(Excerpts from segmentation entries)
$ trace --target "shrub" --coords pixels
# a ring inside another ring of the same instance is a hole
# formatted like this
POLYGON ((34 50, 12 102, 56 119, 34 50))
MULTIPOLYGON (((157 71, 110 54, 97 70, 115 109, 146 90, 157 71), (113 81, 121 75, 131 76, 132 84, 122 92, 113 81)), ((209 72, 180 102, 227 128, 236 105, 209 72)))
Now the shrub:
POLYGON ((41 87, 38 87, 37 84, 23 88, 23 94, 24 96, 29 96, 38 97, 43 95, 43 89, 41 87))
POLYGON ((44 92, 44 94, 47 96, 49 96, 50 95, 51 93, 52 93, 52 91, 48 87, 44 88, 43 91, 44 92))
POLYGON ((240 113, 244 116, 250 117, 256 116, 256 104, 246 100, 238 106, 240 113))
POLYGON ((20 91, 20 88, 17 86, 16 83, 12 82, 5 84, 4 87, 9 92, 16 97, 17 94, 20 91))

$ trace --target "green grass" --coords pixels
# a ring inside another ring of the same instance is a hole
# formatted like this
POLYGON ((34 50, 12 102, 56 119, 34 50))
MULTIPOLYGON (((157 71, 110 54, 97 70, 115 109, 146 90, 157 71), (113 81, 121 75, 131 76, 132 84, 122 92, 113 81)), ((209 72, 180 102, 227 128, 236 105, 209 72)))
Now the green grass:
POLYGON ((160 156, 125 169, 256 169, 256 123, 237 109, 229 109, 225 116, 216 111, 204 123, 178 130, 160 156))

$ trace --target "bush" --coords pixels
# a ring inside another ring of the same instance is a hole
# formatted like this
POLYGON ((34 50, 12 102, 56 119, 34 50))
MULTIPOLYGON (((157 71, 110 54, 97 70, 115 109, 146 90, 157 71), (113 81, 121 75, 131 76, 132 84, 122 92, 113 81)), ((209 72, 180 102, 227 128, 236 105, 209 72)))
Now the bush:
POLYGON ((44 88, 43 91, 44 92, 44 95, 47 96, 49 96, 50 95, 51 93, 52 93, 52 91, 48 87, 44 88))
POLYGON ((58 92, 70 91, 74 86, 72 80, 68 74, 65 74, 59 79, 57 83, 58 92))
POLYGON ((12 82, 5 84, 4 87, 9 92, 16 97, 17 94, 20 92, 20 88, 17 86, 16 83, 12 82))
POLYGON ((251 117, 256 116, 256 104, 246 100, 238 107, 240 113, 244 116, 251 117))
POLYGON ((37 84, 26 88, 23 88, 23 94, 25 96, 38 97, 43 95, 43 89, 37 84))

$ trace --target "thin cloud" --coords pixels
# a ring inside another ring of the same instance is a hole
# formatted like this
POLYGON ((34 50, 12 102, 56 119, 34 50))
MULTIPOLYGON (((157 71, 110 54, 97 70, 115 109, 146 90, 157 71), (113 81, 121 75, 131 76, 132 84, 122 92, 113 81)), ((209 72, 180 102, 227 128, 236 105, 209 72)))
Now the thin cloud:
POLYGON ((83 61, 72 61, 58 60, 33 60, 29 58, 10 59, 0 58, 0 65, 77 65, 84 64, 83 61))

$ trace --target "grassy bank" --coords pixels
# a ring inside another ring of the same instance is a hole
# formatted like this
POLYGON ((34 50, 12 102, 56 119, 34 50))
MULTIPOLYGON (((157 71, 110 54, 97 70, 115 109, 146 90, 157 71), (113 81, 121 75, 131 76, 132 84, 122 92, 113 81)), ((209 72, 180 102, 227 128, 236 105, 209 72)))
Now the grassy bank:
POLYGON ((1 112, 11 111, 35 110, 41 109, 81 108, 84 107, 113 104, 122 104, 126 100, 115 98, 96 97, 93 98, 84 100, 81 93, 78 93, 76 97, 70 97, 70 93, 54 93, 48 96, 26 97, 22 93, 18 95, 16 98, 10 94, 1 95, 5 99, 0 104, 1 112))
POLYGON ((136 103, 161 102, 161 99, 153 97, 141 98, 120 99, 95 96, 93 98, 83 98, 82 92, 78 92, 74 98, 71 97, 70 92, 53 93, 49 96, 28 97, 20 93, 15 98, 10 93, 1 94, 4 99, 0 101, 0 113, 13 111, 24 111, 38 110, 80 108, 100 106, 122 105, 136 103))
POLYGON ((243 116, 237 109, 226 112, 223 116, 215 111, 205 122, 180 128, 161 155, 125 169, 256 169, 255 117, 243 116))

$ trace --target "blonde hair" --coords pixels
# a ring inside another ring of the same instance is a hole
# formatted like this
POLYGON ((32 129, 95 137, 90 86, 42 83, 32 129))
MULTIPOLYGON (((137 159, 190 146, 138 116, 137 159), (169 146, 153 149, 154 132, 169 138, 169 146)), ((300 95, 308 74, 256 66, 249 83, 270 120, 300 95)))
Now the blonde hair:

_DESCRIPTION OF THE TASK_
Reproduce every line from the start of the entries through the line containing "POLYGON ((160 156, 125", including that line.

_RESPONSE TO THE TASK_
$ trace --target "shrub" --coords pixels
# a ring inside another ring of the same instance is a hole
# formatted like this
POLYGON ((34 50, 12 102, 56 119, 34 50))
MULTIPOLYGON (((157 71, 110 54, 97 70, 115 109, 146 90, 157 71), (113 81, 121 75, 131 76, 132 84, 122 92, 113 81)), ((209 72, 180 102, 227 128, 236 105, 209 72)))
Now the shrub:
POLYGON ((41 87, 38 87, 37 84, 23 88, 23 94, 24 96, 29 96, 38 97, 43 95, 43 89, 41 87))
POLYGON ((44 92, 44 94, 47 96, 49 96, 50 95, 51 93, 52 93, 52 91, 48 87, 44 88, 43 91, 44 92))
POLYGON ((240 113, 244 116, 250 117, 256 116, 256 104, 246 100, 238 106, 240 113))
POLYGON ((20 91, 20 88, 17 86, 16 83, 12 82, 5 84, 4 87, 9 92, 16 97, 17 94, 20 91))

$ trace --target "green grass" --coords pixels
# a ring inside another ring of the same instance is a hole
# formatted like this
POLYGON ((34 50, 12 102, 56 119, 34 50))
MULTIPOLYGON (((157 71, 110 54, 97 70, 115 109, 146 90, 157 71), (113 81, 121 75, 131 76, 132 84, 122 92, 113 81)), ((209 72, 180 102, 227 128, 236 105, 209 72)))
Now the green grass:
POLYGON ((160 156, 125 169, 256 169, 256 123, 237 109, 229 109, 225 116, 216 111, 204 123, 178 130, 160 156))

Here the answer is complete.